# [PROBLEM REQUIREMENTS]
Lines from the one containing "Indicate every instance of the eroded" through the end of the material below should be given again exactly, with no others.

__________________________________________________

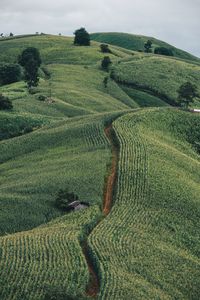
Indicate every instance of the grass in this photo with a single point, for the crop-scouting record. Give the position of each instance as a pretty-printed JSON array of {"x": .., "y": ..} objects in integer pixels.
[
  {"x": 148, "y": 247},
  {"x": 161, "y": 76},
  {"x": 143, "y": 99},
  {"x": 136, "y": 42}
]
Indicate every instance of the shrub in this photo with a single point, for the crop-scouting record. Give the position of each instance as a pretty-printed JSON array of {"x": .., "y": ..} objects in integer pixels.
[
  {"x": 148, "y": 46},
  {"x": 82, "y": 37},
  {"x": 30, "y": 59},
  {"x": 5, "y": 102},
  {"x": 104, "y": 48},
  {"x": 9, "y": 73},
  {"x": 186, "y": 94},
  {"x": 106, "y": 62},
  {"x": 64, "y": 197},
  {"x": 163, "y": 51}
]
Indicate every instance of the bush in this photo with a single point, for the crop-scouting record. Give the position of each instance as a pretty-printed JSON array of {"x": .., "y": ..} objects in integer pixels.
[
  {"x": 5, "y": 103},
  {"x": 106, "y": 62},
  {"x": 104, "y": 48},
  {"x": 82, "y": 37},
  {"x": 64, "y": 197},
  {"x": 163, "y": 51},
  {"x": 9, "y": 73}
]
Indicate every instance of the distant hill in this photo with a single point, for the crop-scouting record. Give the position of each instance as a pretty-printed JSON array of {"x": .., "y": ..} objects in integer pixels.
[{"x": 136, "y": 43}]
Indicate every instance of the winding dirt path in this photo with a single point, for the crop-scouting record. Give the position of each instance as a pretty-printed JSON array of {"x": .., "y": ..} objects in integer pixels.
[
  {"x": 94, "y": 283},
  {"x": 110, "y": 182}
]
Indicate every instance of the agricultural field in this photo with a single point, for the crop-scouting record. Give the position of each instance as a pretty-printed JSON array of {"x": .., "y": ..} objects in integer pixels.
[
  {"x": 159, "y": 75},
  {"x": 122, "y": 142},
  {"x": 148, "y": 246},
  {"x": 136, "y": 43}
]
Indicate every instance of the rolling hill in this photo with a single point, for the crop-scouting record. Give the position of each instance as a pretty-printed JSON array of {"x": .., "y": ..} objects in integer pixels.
[
  {"x": 136, "y": 43},
  {"x": 122, "y": 149}
]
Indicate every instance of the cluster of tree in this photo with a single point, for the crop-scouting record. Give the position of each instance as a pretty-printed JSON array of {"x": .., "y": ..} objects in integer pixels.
[
  {"x": 163, "y": 51},
  {"x": 82, "y": 37},
  {"x": 148, "y": 46},
  {"x": 187, "y": 92},
  {"x": 157, "y": 50},
  {"x": 30, "y": 60},
  {"x": 106, "y": 62},
  {"x": 9, "y": 73},
  {"x": 5, "y": 102},
  {"x": 105, "y": 49},
  {"x": 64, "y": 197}
]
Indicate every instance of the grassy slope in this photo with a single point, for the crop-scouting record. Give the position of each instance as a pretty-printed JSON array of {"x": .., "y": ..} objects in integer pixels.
[
  {"x": 66, "y": 153},
  {"x": 160, "y": 75},
  {"x": 136, "y": 42},
  {"x": 151, "y": 232}
]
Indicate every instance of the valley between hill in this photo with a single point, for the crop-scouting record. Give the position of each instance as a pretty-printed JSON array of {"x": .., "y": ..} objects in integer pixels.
[{"x": 123, "y": 149}]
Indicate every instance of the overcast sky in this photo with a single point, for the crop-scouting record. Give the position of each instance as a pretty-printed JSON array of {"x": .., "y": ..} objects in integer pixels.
[{"x": 174, "y": 21}]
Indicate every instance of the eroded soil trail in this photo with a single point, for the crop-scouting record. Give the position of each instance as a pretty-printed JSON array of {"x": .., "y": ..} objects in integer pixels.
[
  {"x": 94, "y": 283},
  {"x": 110, "y": 182}
]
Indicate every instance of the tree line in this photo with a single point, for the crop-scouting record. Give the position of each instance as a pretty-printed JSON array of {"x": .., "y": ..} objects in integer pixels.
[{"x": 29, "y": 62}]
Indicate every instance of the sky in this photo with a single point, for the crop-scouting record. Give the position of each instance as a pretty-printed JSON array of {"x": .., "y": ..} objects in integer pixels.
[{"x": 174, "y": 21}]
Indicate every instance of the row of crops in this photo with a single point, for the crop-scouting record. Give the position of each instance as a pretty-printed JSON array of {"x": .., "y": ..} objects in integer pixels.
[
  {"x": 162, "y": 76},
  {"x": 142, "y": 247},
  {"x": 49, "y": 258}
]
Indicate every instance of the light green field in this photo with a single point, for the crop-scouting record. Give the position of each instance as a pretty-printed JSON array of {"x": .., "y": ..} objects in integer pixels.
[
  {"x": 148, "y": 246},
  {"x": 160, "y": 75},
  {"x": 136, "y": 42}
]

__________________________________________________

# [ANSWER]
Indicate every instance of the eroded soil trail in this photo with a single point, for the crop-scouting record. Give the position of each instance as a pretty-printed JSON array of {"x": .., "y": ..} objects in integer pixels.
[
  {"x": 94, "y": 283},
  {"x": 110, "y": 182}
]
Indicate every instance of the tree line in this photo with a single point, for the crop-scouting record. Give the position of each instance as a pretty-printed JSON array of {"x": .., "y": ..} objects in integer pixels.
[{"x": 29, "y": 62}]
Indicate every instance of the sky in this photo with a single point, for the crop-scouting record. Give the position of each instance as a pretty-printed JSON array of {"x": .., "y": ..} objects in integer pixels.
[{"x": 174, "y": 21}]
Indicate every instance of the row of crops in this photo with a single point, for the crop-scouting record. Give the position of each instance as a pretty-printed JSON array of {"x": .., "y": ..} objects in integer pixels.
[
  {"x": 162, "y": 76},
  {"x": 142, "y": 247},
  {"x": 49, "y": 258}
]
Indicate every instance of the light green field in this photo with a single point, for the crop-scouting record. Give the position of each instance as a pretty-printed JSON array of {"x": .., "y": ..} objects in integer pixels.
[
  {"x": 148, "y": 246},
  {"x": 160, "y": 75},
  {"x": 136, "y": 42}
]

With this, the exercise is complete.